_Consegna_
Prosegui il testo sulle elezioni legislative francesi a partire dall'ultima frase riportata.

_Estratto del testo_
•••

La grande novità di questa elezione, però, è il cartello Nuova unione popolare, ecologica e sociale, dominato dalla sinistra radicale, in coalizione con i socialisti, i comunisti i verdi. Sono tutti molto indeboliti, ma la grande intelligenza tattica di Mélenchon, li spinge a puntare su 577 battaglie locali, quanti sono i collegi elettorali.
Mélenchon sa che i suoi candidati non sono conosciuti sul territorio, problema analogo al Rassemblement national. Altro dato che li accomuna è il ruolo dell’astensionismo: con un astensionismo forte l’elettorato giovane e popolare di Mélenchon potrebbe non votare. Tutto questo per dire che in linea di massima Macron dovrebbe avere la maggioranza assoluta e la principale opposizione non sarà Marine Le Pen ma questo cartello della sinistra, in termini di seggi elettorali».
Quanto pesa il sistema elettorale francese su questo contesto?
«Il risultato delle legislative è un misto di atteggiamento dell’opinione pubblica su questioni di carattere nazionale, quindi il voto per un partito, per un’idea, e questa volto con la strategia di Mélenchon su una persona, ma nello stesso momento si vota anche per una persona insediata in un collegio territoriale. Nelle piccole città, o in quelle medie, il deputato è una persona prestigiosa, dal giovedi alla domenica è sul territorio, gira, ha una sede dove tutti possono incontrarlo. La dimensione locale è molto importante in Francia. Abbiamo delle proiezioni, sono complesse dato il sistema elettorale, ma quello che sembra probabile è che la maggioranza assoluta o relativa andrà a Macron, con un forte ruolo di Mélenchon. Per quest’ultimo si parla di 160 forse un po più di 200 deputati, la maggioranza assoluta è di 289, ma sarebbe comunque una presenza importante».
Quanto conterà, invece, la presenza di una forte opposizione sulla politica di Macron?
«Non molto perché le leggi della Quinta repubblica hanno indebolito il ruolo del parlamento. Se Macron avrà la maggioranza assoluta, potrà tranquillamente sviluppare il suo programma, ma in ogni caso dovrà stare attento ad alcuni fattori. Prima di tutto ci sarà la forte opposizione del cartello elettorale della sinistra che si farà sentire all’interno del parlamento. Il risultato delle elezioni presidenziali e, stando ai pronostici, quello delle legislative, dimostrano una componente di protesta populista importante nell’attuale situazione politica francese. C’è un astensionismo enorme, a cui si sommano i risultati delle forze populiste di destra e sinistra. Tutti elementi che Macron dovrà prendere in considerazione».

•••

[Record da una fonte di dati]
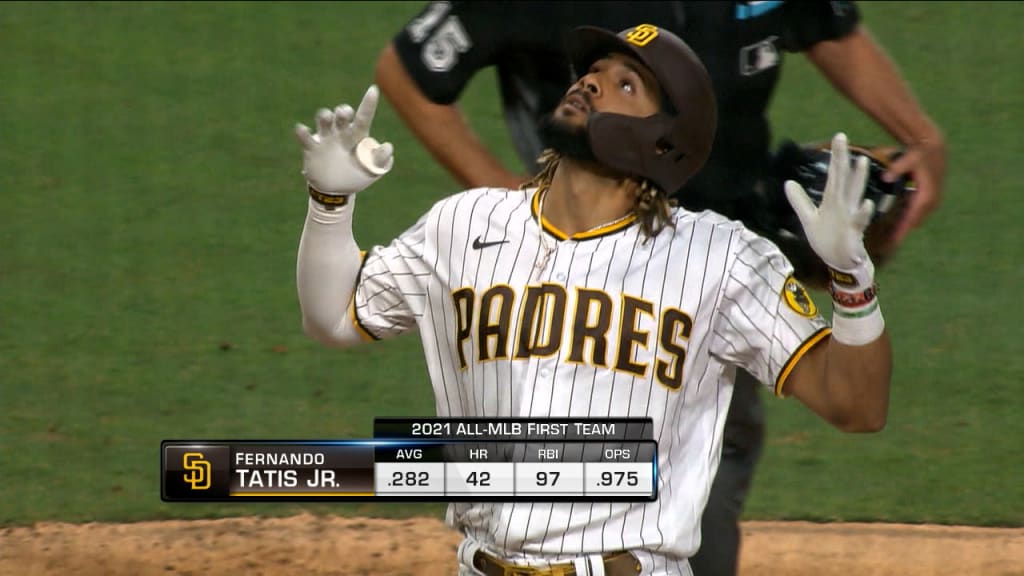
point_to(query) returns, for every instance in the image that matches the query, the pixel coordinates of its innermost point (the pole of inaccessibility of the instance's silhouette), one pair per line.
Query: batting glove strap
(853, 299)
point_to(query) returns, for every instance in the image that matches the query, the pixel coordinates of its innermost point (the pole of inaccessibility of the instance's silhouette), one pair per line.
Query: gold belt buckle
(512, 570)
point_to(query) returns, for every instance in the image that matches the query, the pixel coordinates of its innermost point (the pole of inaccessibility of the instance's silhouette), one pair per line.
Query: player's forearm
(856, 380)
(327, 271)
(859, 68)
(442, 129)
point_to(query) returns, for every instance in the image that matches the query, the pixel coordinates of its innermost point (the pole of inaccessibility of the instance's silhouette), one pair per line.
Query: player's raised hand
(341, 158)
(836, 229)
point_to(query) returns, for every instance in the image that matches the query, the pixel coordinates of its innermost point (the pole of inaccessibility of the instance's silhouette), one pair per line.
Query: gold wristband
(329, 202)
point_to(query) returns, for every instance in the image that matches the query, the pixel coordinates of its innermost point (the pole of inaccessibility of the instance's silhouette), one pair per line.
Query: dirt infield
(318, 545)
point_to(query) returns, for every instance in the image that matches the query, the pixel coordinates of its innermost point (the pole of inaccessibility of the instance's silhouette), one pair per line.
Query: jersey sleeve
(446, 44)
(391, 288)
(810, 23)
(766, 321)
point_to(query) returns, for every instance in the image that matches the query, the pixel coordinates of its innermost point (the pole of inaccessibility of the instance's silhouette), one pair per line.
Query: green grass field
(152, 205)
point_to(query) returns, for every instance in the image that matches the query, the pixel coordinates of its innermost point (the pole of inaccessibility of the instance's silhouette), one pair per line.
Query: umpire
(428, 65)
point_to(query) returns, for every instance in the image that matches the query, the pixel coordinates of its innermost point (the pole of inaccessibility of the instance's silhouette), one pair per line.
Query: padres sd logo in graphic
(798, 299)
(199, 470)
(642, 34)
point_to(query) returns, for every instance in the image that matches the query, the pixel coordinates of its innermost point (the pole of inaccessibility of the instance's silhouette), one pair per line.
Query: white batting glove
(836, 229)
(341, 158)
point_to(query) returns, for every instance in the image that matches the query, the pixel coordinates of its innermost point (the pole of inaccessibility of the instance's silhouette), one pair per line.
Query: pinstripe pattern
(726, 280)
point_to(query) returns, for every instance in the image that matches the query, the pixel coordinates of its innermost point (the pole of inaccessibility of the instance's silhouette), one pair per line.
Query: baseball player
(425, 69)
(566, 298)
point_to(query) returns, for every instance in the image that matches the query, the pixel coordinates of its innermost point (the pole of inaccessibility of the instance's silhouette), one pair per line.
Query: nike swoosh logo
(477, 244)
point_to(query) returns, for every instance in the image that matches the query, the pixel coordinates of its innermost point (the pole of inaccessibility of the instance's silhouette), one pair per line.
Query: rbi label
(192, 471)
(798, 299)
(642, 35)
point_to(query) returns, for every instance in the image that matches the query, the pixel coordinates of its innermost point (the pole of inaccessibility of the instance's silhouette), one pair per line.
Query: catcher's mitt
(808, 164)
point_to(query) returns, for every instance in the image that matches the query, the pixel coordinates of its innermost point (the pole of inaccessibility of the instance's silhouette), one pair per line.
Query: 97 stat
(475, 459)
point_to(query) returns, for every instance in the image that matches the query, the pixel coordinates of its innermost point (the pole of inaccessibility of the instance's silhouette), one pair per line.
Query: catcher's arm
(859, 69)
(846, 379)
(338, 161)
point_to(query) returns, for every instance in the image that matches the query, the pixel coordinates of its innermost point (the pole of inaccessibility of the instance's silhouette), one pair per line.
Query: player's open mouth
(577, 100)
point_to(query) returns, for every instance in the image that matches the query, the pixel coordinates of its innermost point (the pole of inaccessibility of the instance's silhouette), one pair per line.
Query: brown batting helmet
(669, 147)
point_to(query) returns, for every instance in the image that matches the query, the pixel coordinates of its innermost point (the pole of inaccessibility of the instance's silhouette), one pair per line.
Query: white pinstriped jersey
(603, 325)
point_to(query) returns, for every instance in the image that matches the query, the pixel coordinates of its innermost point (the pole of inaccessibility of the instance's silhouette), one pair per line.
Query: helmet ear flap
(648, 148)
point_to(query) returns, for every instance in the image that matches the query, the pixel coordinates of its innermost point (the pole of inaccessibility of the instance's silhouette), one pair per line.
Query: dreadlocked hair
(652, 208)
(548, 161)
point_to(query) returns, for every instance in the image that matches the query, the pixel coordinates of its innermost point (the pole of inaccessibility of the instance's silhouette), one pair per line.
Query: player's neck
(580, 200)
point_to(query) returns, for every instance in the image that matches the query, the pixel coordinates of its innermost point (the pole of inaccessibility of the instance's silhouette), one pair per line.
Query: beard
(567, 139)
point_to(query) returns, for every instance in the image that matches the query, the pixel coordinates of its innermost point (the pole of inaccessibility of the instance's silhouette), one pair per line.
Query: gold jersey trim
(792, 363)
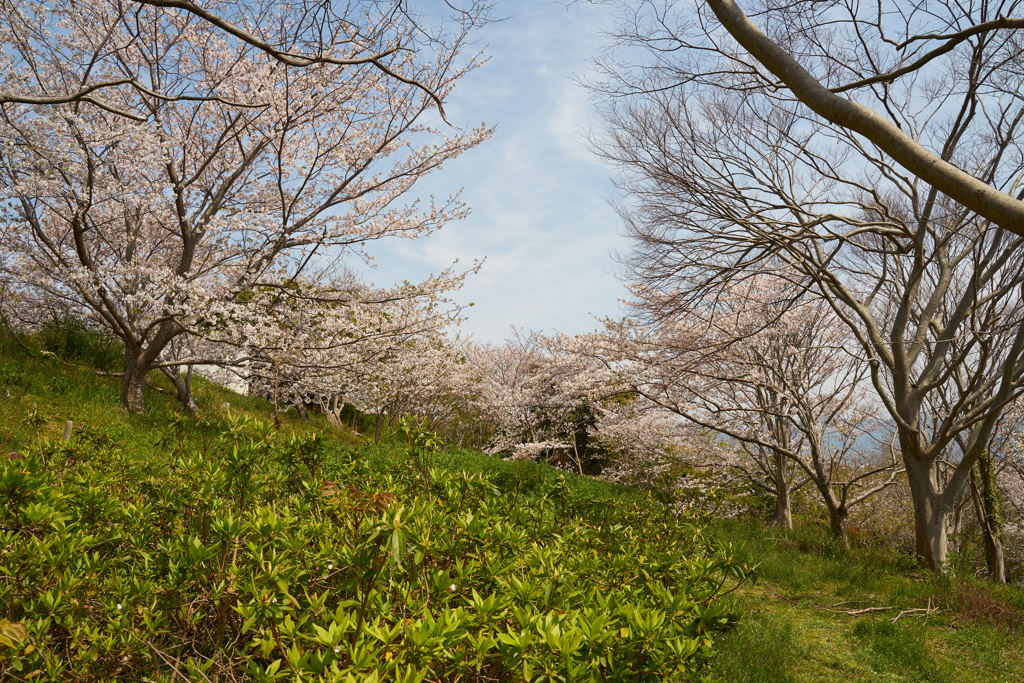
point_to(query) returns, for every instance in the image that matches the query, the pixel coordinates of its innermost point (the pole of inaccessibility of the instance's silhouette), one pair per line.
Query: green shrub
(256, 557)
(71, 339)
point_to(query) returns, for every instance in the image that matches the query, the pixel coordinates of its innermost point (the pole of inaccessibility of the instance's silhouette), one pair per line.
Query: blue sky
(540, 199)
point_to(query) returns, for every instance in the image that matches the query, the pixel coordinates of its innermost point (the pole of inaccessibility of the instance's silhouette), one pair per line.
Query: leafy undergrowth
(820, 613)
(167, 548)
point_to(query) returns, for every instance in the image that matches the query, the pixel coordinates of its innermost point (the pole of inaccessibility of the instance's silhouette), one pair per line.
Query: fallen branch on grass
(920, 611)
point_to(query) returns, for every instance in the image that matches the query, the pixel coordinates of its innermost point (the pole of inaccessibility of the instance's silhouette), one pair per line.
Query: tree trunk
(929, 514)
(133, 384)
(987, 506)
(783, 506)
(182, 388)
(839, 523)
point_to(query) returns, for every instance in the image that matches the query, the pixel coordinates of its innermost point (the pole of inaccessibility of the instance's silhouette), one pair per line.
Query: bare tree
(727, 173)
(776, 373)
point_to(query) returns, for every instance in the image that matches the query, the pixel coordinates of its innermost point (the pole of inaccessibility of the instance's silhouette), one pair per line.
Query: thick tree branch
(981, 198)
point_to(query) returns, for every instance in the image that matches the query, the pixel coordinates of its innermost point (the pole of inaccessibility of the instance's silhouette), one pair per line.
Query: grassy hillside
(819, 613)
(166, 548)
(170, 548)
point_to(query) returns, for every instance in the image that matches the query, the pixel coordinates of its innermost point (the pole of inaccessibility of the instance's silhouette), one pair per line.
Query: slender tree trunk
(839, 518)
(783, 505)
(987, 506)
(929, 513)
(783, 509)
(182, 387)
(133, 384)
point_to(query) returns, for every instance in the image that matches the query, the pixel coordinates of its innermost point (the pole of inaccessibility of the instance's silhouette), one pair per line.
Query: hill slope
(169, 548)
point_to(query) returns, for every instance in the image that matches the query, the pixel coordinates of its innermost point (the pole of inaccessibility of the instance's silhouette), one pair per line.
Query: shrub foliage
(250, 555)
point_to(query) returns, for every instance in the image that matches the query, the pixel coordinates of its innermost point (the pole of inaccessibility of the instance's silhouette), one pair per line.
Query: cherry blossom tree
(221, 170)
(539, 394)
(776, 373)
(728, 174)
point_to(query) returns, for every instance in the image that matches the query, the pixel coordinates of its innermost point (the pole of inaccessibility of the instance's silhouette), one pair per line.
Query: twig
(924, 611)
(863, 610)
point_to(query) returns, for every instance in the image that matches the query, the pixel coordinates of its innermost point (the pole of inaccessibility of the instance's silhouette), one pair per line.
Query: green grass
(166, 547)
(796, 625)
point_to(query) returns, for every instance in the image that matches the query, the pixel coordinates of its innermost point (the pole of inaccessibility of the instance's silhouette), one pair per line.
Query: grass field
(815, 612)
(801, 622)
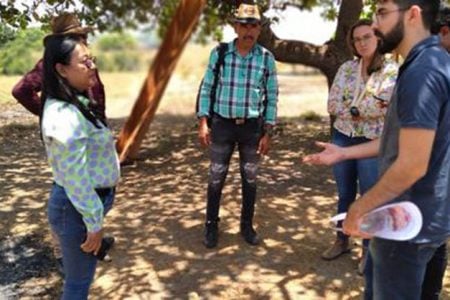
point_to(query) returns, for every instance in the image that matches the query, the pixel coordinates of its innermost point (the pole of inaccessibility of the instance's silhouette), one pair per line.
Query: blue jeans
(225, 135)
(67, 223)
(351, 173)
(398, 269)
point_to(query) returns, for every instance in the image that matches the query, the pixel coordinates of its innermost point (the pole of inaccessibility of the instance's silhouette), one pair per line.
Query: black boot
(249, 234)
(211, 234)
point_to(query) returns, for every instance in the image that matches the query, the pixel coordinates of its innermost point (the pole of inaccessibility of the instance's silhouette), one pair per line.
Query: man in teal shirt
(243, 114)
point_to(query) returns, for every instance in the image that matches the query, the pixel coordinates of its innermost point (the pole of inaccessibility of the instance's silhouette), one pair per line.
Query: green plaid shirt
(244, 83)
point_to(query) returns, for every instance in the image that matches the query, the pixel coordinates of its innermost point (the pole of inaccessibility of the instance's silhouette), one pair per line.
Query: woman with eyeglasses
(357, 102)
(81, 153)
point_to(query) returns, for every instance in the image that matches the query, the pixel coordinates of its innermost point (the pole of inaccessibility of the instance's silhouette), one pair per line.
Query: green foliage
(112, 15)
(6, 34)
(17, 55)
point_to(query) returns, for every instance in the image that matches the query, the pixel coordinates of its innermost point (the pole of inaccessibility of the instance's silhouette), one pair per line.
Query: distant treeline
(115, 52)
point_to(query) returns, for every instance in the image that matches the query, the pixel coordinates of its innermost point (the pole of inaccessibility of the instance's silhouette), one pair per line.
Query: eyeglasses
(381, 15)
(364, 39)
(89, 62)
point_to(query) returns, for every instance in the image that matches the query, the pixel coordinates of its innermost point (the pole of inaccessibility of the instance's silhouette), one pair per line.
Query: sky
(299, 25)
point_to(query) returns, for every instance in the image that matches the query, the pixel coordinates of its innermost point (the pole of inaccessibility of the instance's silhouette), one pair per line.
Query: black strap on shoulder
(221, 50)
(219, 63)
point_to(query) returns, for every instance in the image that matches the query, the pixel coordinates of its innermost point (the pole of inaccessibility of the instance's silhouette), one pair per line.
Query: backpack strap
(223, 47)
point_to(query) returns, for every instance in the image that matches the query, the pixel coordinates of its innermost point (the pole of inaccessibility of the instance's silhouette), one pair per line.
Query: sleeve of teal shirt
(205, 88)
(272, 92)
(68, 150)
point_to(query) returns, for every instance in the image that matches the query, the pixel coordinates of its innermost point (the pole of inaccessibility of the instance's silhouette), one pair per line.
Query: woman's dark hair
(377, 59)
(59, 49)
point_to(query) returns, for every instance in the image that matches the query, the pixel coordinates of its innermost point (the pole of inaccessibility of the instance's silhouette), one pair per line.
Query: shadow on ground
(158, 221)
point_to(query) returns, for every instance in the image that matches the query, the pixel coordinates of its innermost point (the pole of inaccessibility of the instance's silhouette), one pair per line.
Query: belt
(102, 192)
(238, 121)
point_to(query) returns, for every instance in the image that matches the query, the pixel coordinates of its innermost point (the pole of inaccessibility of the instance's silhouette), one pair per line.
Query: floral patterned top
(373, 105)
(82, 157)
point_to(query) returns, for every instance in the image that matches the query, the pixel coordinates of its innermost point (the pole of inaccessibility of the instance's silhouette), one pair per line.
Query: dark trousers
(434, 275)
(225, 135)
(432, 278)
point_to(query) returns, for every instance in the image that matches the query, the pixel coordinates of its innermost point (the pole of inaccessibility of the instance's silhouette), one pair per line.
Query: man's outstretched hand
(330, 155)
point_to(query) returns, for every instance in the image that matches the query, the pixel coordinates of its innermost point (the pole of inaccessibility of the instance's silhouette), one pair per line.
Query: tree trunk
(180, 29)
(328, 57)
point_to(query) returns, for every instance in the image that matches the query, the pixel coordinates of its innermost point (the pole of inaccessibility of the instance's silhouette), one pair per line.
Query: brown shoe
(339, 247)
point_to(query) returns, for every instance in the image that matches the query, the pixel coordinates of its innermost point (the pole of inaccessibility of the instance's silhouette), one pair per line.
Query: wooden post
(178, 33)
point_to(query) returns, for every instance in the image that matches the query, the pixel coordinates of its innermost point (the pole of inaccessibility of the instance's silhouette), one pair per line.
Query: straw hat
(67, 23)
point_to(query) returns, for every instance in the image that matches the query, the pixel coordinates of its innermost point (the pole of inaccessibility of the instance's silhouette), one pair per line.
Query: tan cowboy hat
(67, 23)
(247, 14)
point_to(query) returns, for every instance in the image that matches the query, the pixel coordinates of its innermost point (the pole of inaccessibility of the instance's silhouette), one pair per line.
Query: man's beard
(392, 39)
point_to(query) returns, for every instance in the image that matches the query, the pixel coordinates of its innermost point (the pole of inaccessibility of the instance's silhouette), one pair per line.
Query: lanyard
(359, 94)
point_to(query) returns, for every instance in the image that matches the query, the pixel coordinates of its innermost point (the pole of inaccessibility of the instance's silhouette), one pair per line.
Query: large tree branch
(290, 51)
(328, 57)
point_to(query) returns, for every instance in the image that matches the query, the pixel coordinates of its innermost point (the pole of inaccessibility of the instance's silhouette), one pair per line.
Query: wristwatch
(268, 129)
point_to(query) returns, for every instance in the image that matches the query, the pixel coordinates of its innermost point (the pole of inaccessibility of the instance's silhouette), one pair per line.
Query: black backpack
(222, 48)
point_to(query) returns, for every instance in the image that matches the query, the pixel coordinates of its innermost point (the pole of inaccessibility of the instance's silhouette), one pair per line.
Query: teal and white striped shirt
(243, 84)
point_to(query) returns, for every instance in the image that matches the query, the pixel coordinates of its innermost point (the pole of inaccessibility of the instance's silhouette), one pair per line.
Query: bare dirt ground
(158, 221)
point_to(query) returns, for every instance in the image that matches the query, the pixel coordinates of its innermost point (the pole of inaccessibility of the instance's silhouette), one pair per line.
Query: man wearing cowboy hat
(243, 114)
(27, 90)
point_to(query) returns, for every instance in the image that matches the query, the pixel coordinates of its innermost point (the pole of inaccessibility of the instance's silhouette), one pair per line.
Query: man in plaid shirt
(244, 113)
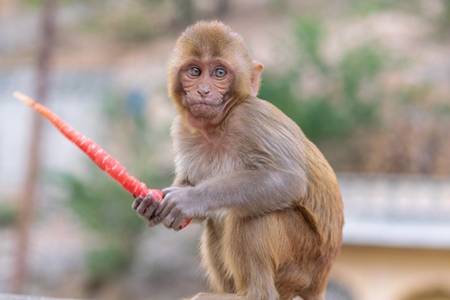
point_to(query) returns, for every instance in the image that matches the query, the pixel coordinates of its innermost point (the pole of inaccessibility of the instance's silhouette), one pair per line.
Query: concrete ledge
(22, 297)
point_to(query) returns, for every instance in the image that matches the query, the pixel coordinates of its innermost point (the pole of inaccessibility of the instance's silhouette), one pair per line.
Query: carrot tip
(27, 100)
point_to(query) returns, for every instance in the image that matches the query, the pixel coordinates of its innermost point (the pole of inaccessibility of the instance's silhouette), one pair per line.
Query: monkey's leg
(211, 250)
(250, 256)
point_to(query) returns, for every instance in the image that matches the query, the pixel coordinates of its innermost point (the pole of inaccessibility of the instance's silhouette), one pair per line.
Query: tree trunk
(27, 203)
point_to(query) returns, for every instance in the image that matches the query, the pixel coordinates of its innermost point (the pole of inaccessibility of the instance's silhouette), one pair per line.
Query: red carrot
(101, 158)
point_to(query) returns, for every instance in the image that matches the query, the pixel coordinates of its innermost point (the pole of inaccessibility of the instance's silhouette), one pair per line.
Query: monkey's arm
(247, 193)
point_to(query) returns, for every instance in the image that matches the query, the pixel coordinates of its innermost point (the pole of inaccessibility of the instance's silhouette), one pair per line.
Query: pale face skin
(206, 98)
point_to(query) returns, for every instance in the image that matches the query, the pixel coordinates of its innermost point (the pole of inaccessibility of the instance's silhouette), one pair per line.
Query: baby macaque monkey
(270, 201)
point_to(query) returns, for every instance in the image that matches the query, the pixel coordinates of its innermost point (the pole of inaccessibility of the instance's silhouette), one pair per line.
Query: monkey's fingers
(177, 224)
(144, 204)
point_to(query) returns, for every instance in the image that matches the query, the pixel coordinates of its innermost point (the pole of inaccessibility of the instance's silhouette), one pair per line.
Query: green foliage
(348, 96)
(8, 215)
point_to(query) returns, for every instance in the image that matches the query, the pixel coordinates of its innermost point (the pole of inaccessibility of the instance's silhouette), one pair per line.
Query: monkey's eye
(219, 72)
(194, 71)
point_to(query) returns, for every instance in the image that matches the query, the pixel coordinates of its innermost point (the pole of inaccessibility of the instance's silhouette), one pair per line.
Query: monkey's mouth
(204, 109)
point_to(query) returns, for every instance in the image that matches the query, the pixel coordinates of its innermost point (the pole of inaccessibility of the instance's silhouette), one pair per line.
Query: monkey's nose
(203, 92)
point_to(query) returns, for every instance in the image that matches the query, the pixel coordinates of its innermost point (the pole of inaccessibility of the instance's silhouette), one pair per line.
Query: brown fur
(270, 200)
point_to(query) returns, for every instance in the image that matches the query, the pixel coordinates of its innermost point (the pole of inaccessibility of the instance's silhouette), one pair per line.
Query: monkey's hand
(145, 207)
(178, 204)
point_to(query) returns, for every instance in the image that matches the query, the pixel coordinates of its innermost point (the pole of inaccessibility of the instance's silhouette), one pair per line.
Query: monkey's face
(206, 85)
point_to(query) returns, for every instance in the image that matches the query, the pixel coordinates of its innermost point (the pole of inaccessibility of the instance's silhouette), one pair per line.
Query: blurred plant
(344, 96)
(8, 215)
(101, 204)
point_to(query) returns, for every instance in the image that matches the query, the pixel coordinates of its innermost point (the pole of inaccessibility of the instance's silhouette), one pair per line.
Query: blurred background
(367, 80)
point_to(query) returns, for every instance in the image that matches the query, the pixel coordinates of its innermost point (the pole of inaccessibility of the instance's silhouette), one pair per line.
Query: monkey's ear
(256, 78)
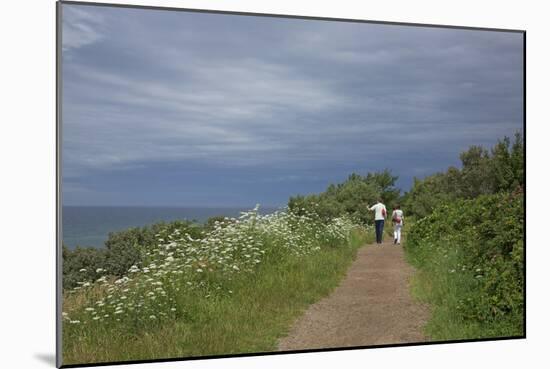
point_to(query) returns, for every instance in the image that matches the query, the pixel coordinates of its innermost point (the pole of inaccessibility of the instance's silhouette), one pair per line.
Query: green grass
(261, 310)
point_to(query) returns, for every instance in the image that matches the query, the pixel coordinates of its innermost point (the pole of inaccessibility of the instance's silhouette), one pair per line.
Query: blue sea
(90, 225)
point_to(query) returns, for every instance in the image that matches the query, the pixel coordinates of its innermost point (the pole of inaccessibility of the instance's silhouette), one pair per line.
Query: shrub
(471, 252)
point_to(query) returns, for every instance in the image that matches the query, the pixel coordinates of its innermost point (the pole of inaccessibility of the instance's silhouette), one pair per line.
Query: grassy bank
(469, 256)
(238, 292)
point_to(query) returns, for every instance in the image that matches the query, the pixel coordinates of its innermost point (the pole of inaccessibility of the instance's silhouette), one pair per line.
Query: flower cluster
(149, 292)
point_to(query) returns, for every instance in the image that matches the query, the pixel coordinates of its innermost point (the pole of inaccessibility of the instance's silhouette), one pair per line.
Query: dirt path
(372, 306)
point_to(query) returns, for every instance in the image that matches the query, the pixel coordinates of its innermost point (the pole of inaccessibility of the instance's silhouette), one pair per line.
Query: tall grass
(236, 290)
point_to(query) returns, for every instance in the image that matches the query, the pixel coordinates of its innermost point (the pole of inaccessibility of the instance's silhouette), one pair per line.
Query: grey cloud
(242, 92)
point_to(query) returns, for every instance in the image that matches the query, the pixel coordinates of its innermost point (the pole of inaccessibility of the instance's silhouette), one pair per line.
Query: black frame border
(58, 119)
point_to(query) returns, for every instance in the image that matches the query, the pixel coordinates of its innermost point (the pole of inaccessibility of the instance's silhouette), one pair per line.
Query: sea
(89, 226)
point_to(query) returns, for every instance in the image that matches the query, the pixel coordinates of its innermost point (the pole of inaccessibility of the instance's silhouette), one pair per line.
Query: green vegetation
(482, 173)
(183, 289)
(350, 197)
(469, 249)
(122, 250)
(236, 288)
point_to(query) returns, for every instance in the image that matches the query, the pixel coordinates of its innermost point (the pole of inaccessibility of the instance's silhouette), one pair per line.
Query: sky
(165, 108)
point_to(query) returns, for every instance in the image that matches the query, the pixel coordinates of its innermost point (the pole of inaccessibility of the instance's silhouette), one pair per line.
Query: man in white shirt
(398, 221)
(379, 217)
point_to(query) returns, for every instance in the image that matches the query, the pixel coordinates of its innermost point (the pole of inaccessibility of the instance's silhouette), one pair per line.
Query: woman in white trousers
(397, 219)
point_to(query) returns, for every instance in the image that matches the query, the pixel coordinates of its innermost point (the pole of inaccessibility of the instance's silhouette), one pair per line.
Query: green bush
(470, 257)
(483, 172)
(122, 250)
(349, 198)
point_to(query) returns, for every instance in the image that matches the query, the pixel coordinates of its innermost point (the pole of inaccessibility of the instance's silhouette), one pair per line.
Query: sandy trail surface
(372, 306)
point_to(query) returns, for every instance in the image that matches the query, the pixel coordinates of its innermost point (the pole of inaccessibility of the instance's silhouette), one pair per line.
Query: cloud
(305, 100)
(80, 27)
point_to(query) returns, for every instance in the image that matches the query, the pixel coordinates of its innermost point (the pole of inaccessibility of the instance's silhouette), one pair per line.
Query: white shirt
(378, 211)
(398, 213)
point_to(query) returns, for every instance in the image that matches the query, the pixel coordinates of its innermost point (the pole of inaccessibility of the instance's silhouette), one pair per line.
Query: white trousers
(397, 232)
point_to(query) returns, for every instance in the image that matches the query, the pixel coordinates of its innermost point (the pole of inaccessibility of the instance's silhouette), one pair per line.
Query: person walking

•••

_Risposta_
Nella fase pre elettorale, Macron aveva fatto aperture soprattutto a destra, con leggi contestate come quella sul “radicalismo” musulmano. Paradossalmente in parlamento ora dovrà temere più la sinistra. Ha sbagliato i calcoli?
«Il Rassemblement national non ha mai avuto un risultato così importante come quello ottenuto alle scorse presidenziali. A causa della legge elettorale non avrà lo stesso risultato al parlamento, ma dopo cinque anni di Macron la crescita del Rassemblement è un elemento decisivo, anche quando si guarda alla geografia del voto. Poi c’è la progressione della sinistra radicale, certo. Ma non tutto è legato al ruolo di Macron, in Francia c’è una situazione sociale complicata, su cui queste formazioni hanno giocato. Sicuramente Macron s’è sbagliato pensando che sarebbe stato rieletto facilmente e che quasi automaticamente avrebbe avuto una maggioranza parlamentare ampia».
In Italia da anni le istanze populiste rafforzano soprattutto la destra, o formazioni che si presentano come lontane dagli schieramenti destra/sinistra. In Francia non è così?
«Alle presidenziali si è rafforzato soprattutto il Rassemblement national. Ricordiamo che se la progressione fosse questa, continua e costante, potremmo pensare che la prossima volta riescano a prendere la presidenza. Ma è vero che il rafforzamento della sinistra radicale è interessante al livello europeo. La Francia è un’eccezione in Europa non solo rispetto all’Italia, dove il Movimento cinque stelle ha pochi punti di contatto col cartello di Mélenchon. Dappertutto in Europa vediamo il ritorno al potere dei partiti socialdemocratici: in Spagna, in Portogallo, in Germania, nei paesi dell’Europa del Nord. L’unico paese dove la sinistra moderata crolla è la Francia».
Come mai?
«Ci sono varie spiegazioni. La prima è che una parte della sinistra è molto anti Macron e quindi guarda all’area radicale. Secondo: il partito socialista è in una situazione di grande declino, non rappresenta più un’alternativa a Macron. Terzo: Jean Luc Mélenchon ha presentato un programma sociale ed economico classico, da sinistra anni Settanta, con grande spesa sociale e nazionalizzazioni, qualcosa che in Francia corrisponde a una certa cultura della sinistra storica. Ha, però, messo nel suo programma un elemento che non vedo in Italia: una dimensione ecologica enorme, ha fatto dell’ecologia una priorità, pari a quelle sociali ed economiche, parlando di lotta al riscaldamento globale e pianificazione ecologica. E in questo modo ha conquistato i giovani.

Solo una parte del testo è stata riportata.